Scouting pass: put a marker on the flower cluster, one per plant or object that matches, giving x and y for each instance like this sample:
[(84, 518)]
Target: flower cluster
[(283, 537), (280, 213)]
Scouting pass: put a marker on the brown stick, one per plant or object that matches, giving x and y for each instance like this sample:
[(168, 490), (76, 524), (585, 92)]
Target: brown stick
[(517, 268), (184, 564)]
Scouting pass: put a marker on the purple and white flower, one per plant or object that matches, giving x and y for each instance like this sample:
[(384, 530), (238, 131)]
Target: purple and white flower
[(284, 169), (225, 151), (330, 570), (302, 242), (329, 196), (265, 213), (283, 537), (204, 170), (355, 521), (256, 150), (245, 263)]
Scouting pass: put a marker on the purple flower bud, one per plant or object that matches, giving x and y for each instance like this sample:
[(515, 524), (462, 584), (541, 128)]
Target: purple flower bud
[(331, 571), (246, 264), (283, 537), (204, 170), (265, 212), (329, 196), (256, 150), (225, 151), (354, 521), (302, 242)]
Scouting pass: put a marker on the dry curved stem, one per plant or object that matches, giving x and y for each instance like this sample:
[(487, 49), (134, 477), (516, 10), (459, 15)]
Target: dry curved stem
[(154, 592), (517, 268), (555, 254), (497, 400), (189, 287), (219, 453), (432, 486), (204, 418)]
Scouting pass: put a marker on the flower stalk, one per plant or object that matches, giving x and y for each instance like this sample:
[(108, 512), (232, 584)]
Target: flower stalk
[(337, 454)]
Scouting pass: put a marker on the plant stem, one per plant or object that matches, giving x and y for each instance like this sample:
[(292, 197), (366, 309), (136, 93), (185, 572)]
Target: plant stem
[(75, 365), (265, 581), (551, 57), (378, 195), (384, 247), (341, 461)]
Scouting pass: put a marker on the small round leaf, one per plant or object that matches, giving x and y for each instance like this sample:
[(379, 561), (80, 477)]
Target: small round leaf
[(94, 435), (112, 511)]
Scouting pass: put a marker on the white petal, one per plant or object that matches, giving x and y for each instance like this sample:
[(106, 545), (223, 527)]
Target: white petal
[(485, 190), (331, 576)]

§ What is expected
Retype the complete listing verbatim.

§ Your solution
Scouting pass: put a marker on the flower cluster, one per plant or object that matches, giving x and y for each instance like this sample:
[(84, 518)]
Target: flower cluster
[(283, 537), (280, 213)]
Scouting pass: put a marker on the brown stick, one per plant or object that matches, giving x and y for each instance like this sample:
[(168, 490), (76, 524), (585, 92)]
Target: brown stick
[(517, 268), (184, 564)]
Scouting pass: put a marker on the purple and white flower, one per plant or object that matches, giving x and y for each instance like this sample:
[(384, 530), (238, 131)]
Target: purple and white flower
[(284, 169), (225, 151), (330, 570), (302, 242), (329, 196), (265, 213), (283, 537), (204, 170), (355, 521), (256, 150), (245, 263)]
Scouting pass: put a marker on the purple flower bud, one per plant or object that matches, giving x and y for each instance like this sample:
[(515, 524), (462, 584), (541, 128)]
Target: purple flower bud
[(331, 571), (246, 264), (283, 537), (204, 170), (265, 212), (329, 196), (256, 150), (225, 151), (354, 521), (302, 242)]
Scouting pass: put a marker on the dry curved stem, one per plant or object that matches, giving x and y for each instance like this sample:
[(487, 49), (134, 477), (516, 10), (459, 15)]
Target: dry curved stem
[(154, 592), (517, 268), (555, 254), (497, 400), (189, 287), (219, 453), (432, 486), (204, 418)]
Scouting pass: put a marker on the flower stalk, one per plant or object that matches, giving x and y for each instance like this sample:
[(108, 512), (232, 584)]
Target: flower stalk
[(337, 454)]
Scouting pass: put a marker on the plant stem, one per plant or object that matches, giving x and y for each instance like this sample:
[(292, 197), (366, 309), (136, 93), (185, 572)]
Target: plant stem
[(75, 365), (265, 581), (551, 57), (378, 195), (384, 247), (341, 461)]
Scouting pass: put a marker on the small round leaf, one per plant or object that matches, giving x and y for each instance like this sample:
[(379, 561), (80, 477)]
Target: small round leaf
[(94, 435), (112, 511)]
Scouting pass: put a marker on the white petal, one per plant or object that matches, giving x and y for each instance like this sample:
[(106, 545), (223, 527)]
Target: white petal
[(485, 190), (331, 576)]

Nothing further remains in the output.